### GIVEN TEXT
########

A few days ago I got an interesting e-mail from a reader: “You’re not a real backpacker, traveling with a laptop and an expensive camera goes against backpacking itself”.

What followed was a lengthy message about what constitutes as a real backpacker, in a few words, this guy’s romantic idea of a backpacker was of a perpetual vagabond that travels where his heart leads him and has no interest in visiting popular attractions or to take photos of his adventures.

Writing about the trip? Probably in a torn diary but never online. Yes, this reader was basically describing a hipster. The same type of person that skips the Taj Mahal for no other reason than because “it is too mainstream”.

What is a Real Backpacker?

While this reader’s e-mail was clearly biased against travel writers/photographers, his words sure got me thinking: Is the definition of “backpacker” now lost to general interpretation? If you’re a history buff, you probably know that the first backpackers were the hippies of the 60’s who followed the old-silk road of Asia with no material possessions other than their clothes.

Today? The typical gap-year student that drinks his way around Europe without immersing himself in the local culture can claim to be a backpacker. The professional travel photographer with a 2000 USD gear can also claim to be a backpacker. The expat that makes weekend getaways to nearby countries can also claim to be a backpacker.

########

### WORK TO COMPLETE
1/ In the backpacking post, who were the first backpackers?
2/ Say whether each statement agrees with the backpacking post, answering yes or no and quoting the deciding words: (a) The reader's e-mail claimed that carrying a laptop and an expensive camera is against backpacking. (b) The professional travel photographer mentioned has gear worth 5000 USD. (c) In the reader's view, a real backpacker likes to photograph his adventures.
3/ Duplicate the backpacking post from "While this reader’s" up to and including "countries can also claim to be a backpacker.".

### RECORD SET

########

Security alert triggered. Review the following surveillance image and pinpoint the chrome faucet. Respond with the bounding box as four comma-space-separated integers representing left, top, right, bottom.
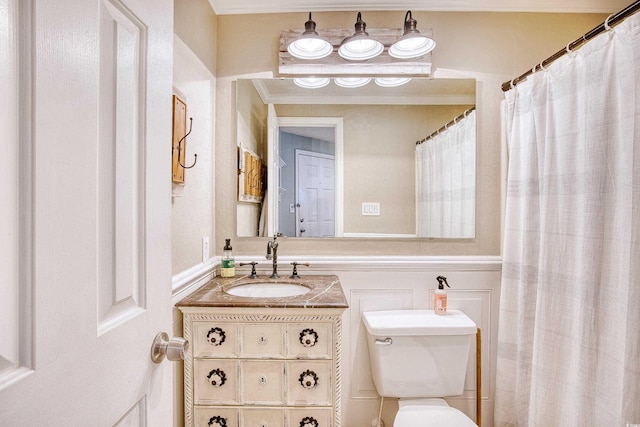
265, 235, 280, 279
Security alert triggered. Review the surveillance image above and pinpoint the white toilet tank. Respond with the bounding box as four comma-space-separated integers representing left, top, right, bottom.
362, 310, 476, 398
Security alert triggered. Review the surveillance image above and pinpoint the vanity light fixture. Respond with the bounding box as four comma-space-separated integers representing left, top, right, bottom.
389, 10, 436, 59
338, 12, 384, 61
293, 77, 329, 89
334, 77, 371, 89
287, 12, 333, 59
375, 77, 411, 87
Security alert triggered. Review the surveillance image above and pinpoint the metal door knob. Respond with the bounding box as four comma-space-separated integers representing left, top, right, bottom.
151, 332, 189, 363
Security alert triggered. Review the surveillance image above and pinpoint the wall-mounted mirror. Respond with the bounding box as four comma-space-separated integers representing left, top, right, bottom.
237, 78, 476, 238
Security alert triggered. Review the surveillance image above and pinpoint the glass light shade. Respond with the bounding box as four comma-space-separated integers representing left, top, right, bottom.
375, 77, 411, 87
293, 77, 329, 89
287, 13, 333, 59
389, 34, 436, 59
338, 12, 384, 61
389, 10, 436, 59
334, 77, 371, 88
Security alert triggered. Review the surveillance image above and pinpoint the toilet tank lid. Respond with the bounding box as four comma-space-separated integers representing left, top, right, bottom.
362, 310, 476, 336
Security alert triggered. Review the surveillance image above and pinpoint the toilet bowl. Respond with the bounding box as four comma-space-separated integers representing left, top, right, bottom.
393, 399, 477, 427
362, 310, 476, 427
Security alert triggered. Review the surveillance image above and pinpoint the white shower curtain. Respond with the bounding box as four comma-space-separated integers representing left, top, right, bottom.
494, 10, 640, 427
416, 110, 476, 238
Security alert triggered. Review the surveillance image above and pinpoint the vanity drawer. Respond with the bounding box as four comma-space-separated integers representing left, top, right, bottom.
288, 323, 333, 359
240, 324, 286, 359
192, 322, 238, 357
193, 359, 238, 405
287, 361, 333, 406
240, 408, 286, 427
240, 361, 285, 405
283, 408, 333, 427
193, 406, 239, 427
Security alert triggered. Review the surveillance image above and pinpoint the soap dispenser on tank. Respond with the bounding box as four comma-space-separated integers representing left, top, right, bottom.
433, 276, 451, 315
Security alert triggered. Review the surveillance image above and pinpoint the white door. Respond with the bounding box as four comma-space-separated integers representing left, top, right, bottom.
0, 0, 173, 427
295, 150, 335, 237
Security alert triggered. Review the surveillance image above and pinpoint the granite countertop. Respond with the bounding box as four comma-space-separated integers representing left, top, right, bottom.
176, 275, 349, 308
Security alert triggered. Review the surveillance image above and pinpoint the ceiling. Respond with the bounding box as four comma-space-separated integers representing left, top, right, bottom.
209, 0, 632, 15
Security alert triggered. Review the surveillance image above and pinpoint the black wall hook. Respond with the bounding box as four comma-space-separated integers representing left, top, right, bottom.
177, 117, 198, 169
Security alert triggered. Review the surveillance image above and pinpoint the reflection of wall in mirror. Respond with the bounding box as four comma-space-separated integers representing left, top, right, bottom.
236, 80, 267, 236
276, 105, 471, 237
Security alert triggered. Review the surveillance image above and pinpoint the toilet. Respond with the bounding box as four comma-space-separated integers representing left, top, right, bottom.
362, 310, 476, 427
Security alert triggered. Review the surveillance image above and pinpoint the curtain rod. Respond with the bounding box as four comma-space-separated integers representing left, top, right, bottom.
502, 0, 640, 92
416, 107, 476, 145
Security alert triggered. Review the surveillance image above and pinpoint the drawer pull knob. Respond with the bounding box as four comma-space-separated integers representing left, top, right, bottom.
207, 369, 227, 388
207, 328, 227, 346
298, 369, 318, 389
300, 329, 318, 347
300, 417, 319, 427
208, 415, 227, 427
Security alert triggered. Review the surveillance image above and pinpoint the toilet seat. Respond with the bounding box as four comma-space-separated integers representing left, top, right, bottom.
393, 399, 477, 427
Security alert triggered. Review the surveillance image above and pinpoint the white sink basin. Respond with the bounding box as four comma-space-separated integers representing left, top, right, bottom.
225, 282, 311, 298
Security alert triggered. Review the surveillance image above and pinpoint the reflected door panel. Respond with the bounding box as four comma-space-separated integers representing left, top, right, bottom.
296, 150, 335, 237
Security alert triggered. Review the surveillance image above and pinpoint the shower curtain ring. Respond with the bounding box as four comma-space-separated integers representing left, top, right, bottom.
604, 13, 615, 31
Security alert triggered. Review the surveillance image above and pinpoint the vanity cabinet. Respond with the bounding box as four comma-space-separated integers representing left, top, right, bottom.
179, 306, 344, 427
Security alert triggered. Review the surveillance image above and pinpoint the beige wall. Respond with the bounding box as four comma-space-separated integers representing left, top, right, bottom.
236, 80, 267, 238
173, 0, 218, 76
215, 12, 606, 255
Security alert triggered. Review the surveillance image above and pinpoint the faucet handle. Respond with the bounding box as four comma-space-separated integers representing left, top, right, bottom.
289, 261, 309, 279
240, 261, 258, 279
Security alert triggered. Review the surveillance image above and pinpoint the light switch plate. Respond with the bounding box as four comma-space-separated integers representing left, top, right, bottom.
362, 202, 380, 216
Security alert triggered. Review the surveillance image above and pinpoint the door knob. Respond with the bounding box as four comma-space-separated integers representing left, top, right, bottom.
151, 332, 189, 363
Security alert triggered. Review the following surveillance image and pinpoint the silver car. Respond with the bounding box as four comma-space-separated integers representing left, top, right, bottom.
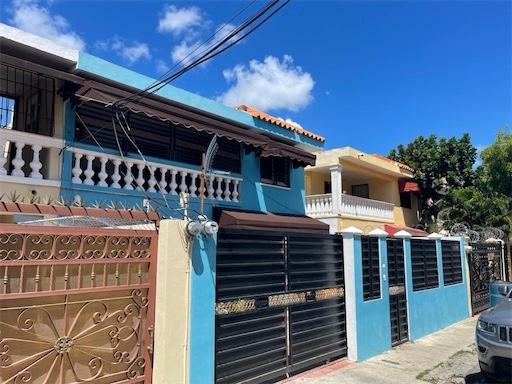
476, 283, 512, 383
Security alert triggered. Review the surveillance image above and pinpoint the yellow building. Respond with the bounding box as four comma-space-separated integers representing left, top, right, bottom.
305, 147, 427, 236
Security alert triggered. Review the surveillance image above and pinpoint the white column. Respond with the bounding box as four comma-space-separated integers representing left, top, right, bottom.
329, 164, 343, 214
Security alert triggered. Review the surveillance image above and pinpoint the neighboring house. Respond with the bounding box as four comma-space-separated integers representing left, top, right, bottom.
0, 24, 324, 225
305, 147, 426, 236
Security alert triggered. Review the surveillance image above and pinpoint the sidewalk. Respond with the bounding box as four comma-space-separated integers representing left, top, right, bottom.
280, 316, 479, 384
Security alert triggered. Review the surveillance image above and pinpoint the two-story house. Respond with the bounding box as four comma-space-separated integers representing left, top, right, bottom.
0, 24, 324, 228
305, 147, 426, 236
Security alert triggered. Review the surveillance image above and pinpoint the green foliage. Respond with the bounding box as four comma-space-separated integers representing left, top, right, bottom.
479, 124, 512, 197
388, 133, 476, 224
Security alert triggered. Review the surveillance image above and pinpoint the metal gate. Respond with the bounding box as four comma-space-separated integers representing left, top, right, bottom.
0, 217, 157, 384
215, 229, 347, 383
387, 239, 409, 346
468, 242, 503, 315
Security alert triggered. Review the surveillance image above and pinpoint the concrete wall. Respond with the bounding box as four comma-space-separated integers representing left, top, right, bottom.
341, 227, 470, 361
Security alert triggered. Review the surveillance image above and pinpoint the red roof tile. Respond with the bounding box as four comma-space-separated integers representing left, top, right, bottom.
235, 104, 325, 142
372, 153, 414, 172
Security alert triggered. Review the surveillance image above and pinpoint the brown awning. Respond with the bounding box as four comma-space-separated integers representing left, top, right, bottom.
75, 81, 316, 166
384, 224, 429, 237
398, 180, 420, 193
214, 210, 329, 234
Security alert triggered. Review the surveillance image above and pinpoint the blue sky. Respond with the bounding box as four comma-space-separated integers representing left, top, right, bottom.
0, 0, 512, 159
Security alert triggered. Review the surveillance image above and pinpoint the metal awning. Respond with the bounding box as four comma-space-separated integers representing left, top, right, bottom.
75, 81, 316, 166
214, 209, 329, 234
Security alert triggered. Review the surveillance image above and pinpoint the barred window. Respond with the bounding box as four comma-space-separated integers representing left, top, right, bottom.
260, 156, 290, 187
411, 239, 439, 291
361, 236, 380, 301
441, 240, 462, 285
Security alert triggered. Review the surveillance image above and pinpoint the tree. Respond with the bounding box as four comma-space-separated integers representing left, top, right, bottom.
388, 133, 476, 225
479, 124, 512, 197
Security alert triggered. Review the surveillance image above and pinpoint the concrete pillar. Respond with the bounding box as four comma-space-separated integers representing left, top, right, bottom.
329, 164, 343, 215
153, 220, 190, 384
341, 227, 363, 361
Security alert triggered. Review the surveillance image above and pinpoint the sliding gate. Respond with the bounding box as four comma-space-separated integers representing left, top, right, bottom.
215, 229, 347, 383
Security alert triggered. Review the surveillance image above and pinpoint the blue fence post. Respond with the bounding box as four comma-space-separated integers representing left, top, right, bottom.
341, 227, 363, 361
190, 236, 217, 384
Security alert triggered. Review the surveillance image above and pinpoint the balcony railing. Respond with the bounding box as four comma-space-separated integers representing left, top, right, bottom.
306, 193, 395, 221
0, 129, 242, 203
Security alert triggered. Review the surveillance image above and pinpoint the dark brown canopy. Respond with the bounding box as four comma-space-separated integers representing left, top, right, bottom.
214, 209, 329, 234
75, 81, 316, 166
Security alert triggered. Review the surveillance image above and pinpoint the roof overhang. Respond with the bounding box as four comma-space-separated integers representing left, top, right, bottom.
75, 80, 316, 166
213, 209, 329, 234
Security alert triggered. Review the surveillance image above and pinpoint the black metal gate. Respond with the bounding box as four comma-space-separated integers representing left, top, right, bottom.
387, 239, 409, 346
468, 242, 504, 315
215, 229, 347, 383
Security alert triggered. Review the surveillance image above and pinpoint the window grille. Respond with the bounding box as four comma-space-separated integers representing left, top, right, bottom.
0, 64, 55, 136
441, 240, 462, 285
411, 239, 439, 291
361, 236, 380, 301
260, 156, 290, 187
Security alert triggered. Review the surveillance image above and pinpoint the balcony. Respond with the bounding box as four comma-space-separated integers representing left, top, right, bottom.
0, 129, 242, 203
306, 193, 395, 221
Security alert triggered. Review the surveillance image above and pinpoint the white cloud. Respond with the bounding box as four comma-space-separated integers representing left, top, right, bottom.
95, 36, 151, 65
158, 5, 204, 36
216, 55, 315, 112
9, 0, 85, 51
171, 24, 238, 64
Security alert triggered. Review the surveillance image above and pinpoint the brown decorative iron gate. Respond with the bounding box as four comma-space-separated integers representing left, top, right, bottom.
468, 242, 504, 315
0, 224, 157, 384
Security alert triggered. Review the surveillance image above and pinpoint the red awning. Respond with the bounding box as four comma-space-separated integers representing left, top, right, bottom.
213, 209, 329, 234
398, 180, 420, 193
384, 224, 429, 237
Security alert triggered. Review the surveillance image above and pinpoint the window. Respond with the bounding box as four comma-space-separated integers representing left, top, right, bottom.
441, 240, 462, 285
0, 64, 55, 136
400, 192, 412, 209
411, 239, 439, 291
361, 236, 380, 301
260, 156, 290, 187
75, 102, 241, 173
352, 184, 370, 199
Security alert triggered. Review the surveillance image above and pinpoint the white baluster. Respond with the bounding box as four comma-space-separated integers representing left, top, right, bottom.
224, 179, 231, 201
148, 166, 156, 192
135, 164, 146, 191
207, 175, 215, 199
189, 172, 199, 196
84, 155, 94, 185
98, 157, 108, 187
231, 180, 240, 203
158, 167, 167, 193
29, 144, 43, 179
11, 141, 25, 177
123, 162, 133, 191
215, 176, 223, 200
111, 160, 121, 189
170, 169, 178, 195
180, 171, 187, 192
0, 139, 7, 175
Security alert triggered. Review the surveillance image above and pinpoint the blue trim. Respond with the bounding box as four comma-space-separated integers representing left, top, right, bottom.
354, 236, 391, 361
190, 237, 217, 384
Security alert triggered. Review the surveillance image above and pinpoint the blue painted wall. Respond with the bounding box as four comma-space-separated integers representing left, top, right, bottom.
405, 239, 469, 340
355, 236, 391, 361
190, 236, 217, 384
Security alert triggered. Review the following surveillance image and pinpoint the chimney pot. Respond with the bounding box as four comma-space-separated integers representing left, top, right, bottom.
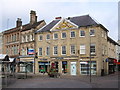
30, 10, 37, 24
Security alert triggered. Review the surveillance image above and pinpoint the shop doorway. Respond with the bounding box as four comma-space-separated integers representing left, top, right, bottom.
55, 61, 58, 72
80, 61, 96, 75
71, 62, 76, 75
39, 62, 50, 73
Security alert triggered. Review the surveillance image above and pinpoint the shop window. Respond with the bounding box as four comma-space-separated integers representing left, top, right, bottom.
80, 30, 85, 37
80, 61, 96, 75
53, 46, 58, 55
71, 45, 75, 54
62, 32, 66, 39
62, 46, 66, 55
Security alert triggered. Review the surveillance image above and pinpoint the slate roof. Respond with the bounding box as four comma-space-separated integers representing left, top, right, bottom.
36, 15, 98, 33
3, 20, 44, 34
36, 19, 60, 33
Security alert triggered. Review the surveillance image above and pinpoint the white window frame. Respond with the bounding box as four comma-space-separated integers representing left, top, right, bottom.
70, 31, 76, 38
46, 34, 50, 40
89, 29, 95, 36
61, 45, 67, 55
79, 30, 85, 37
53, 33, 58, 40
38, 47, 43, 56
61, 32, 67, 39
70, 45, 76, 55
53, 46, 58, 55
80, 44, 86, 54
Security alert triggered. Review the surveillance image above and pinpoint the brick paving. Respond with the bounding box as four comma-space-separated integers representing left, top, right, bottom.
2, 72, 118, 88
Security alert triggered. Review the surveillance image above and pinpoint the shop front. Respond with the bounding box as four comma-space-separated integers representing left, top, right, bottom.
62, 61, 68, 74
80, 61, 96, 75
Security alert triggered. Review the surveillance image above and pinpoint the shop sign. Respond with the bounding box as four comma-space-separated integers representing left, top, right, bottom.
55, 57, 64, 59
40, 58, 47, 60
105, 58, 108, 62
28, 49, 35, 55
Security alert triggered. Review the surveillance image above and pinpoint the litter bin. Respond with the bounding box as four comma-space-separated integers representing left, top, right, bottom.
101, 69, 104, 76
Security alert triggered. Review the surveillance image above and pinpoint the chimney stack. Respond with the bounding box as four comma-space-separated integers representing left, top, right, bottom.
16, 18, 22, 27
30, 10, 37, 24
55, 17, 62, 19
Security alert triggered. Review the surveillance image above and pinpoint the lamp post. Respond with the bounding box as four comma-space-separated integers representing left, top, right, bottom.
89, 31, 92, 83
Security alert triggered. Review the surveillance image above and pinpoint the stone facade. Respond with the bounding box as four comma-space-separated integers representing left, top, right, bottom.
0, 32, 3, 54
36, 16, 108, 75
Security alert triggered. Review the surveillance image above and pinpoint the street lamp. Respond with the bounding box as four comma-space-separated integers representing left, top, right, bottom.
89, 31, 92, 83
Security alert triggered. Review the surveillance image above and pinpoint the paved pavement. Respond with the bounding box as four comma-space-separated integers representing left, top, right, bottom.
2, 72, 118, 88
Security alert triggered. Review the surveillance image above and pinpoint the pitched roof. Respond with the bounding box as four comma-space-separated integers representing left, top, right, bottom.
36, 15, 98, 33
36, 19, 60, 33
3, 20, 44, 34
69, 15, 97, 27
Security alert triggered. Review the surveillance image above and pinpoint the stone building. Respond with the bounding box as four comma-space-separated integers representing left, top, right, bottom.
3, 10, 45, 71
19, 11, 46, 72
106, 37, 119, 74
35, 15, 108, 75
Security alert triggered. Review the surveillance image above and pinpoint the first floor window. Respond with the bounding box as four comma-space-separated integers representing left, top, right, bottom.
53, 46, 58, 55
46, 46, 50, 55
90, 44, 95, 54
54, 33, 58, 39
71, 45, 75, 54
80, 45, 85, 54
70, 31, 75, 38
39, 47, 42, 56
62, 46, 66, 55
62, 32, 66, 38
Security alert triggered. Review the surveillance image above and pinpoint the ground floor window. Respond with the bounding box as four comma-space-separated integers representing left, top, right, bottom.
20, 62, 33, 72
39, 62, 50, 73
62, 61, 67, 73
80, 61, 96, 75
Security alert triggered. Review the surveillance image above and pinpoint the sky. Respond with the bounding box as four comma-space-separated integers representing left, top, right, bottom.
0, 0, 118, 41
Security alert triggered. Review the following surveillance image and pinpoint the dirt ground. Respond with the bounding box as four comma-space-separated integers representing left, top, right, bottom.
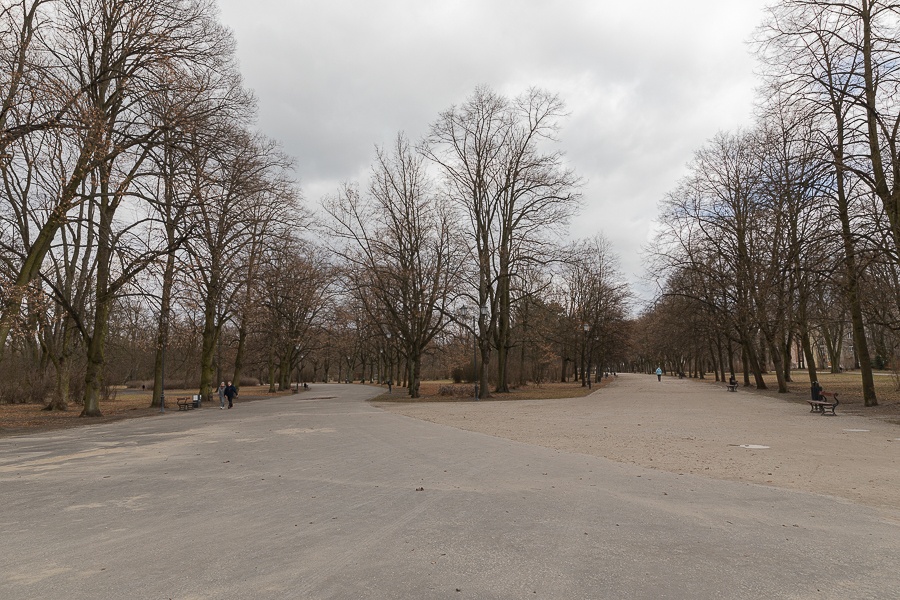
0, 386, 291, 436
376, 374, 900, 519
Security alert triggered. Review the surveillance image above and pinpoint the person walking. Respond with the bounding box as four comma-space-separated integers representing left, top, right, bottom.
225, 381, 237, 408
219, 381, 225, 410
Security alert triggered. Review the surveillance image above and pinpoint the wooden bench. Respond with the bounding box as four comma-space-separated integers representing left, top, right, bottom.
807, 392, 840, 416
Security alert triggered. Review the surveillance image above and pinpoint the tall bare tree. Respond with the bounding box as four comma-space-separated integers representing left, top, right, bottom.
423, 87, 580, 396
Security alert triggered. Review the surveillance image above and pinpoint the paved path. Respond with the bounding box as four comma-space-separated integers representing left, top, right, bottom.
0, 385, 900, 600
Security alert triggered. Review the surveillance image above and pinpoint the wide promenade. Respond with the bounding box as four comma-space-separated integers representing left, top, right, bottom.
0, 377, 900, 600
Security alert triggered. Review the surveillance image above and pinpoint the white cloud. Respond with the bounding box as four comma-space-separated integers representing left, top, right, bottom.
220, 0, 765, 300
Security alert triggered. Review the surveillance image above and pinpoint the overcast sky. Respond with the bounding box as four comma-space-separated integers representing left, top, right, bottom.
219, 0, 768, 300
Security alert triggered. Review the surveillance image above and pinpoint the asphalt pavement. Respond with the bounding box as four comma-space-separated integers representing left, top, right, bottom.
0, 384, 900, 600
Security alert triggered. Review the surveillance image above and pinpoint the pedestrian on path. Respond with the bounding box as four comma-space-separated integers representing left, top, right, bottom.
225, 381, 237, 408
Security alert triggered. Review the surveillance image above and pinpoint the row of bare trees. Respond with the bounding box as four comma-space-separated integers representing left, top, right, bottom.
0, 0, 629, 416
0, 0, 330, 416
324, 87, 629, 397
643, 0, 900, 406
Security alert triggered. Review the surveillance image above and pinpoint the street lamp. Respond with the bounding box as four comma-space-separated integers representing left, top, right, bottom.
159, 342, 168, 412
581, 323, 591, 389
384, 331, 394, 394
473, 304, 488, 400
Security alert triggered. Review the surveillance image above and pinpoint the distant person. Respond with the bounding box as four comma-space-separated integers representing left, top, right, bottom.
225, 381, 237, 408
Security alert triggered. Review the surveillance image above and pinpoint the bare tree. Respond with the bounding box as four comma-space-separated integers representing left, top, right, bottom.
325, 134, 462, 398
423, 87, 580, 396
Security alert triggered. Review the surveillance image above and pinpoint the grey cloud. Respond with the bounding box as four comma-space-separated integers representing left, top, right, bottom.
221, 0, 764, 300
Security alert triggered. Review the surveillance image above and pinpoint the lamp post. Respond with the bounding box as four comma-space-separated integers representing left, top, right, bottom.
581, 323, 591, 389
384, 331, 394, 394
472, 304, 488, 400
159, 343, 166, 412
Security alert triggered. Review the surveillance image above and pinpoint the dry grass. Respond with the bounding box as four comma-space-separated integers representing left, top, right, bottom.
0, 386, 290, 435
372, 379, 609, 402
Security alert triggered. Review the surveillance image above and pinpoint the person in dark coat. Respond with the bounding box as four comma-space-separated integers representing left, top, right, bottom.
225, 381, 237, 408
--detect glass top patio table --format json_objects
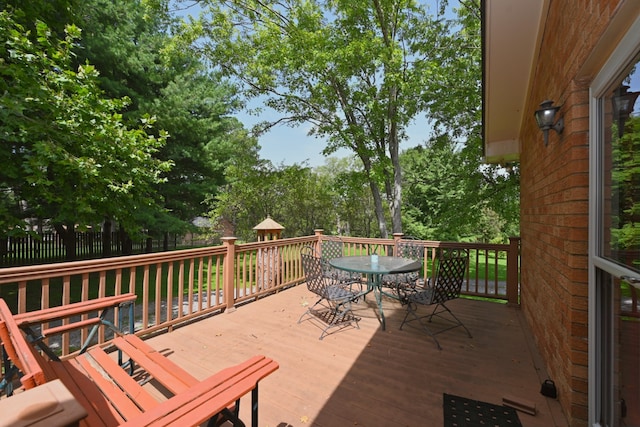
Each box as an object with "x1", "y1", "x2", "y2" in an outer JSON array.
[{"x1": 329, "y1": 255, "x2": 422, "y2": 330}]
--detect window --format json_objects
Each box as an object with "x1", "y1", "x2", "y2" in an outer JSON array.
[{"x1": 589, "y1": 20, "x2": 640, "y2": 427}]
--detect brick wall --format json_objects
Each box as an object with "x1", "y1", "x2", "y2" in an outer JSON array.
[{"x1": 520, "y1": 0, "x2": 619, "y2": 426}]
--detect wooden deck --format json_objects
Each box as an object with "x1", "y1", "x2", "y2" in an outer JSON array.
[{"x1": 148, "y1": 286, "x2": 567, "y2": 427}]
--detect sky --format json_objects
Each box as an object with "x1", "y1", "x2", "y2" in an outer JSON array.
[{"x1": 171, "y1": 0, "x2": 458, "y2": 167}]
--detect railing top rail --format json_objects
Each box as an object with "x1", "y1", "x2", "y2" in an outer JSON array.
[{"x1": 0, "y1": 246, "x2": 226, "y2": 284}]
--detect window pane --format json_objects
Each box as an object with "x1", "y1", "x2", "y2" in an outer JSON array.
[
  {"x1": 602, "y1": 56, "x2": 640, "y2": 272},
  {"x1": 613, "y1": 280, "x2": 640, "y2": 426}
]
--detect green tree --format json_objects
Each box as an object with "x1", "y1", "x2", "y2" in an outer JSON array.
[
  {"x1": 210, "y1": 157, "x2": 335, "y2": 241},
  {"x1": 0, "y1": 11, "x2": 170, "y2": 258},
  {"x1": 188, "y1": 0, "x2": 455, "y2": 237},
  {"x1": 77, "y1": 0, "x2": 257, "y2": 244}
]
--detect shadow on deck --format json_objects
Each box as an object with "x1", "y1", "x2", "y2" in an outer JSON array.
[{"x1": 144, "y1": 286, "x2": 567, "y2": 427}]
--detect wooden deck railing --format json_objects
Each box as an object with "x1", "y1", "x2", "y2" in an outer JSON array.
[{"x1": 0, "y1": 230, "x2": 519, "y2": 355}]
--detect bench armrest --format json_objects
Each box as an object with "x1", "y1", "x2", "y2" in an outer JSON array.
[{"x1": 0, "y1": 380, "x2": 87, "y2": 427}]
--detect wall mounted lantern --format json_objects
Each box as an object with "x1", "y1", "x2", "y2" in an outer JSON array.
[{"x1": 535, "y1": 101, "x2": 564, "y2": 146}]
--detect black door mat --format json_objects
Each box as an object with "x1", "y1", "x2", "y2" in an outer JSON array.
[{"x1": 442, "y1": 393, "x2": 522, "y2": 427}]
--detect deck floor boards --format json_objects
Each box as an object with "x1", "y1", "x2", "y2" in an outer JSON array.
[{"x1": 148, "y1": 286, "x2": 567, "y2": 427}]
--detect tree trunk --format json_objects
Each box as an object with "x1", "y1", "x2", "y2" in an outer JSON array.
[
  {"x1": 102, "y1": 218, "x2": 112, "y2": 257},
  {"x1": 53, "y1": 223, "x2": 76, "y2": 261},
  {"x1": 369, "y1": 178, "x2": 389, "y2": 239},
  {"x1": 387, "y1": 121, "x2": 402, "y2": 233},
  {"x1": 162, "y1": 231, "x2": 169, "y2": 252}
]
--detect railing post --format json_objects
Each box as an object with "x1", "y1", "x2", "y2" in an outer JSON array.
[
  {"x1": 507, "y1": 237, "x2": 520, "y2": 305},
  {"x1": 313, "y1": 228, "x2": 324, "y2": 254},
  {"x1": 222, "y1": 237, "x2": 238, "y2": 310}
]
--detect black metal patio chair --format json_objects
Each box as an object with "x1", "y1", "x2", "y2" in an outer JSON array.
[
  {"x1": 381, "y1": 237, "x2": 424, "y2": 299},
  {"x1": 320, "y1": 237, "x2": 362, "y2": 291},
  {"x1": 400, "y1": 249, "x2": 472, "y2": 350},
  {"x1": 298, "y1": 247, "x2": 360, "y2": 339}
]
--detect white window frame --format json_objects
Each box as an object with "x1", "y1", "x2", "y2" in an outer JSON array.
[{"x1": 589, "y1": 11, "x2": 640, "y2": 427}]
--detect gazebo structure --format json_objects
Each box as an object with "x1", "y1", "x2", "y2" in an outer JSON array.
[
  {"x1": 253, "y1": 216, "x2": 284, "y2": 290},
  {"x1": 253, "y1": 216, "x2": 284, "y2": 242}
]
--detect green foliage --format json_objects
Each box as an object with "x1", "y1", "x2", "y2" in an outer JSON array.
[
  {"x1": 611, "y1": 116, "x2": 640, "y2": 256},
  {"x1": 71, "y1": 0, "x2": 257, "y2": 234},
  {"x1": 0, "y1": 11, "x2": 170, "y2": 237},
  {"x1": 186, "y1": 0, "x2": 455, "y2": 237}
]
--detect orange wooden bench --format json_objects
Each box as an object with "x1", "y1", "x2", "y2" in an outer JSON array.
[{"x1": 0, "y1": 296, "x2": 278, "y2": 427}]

########

### ANSWERS PROVIDED
1/ The hippies of the 60's, who followed the old silk road of Asia with no material possessions other than their clothes.

2/
(a) Yes: "traveling with a laptop and an expensive camera goes against backpacking itself"
(b) No: "The professional travel photographer with a 2000 USD gear can also claim to be a backpacker."
(c) No: "has no interest in visiting popular attractions or to take photos of his adventures"

3/
While this reader’s e-mail was clearly biased against travel writers/photographers, his words sure got me thinking: Is the definition of “backpacker” now lost to general interpretation? If you’re a history buff, you probably know that the first backpackers were the hippies of the 60’s who followed the old-silk road of Asia with no material possessions other than their clothes.

Today? The typical gap-year student that drinks his way around Europe without immersing himself in the local culture can claim to be a backpacker. The professional travel photographer with a 2000 USD gear can also claim to be a backpacker. The expat that makes weekend getaways to nearby countries can also claim to be a backpacker.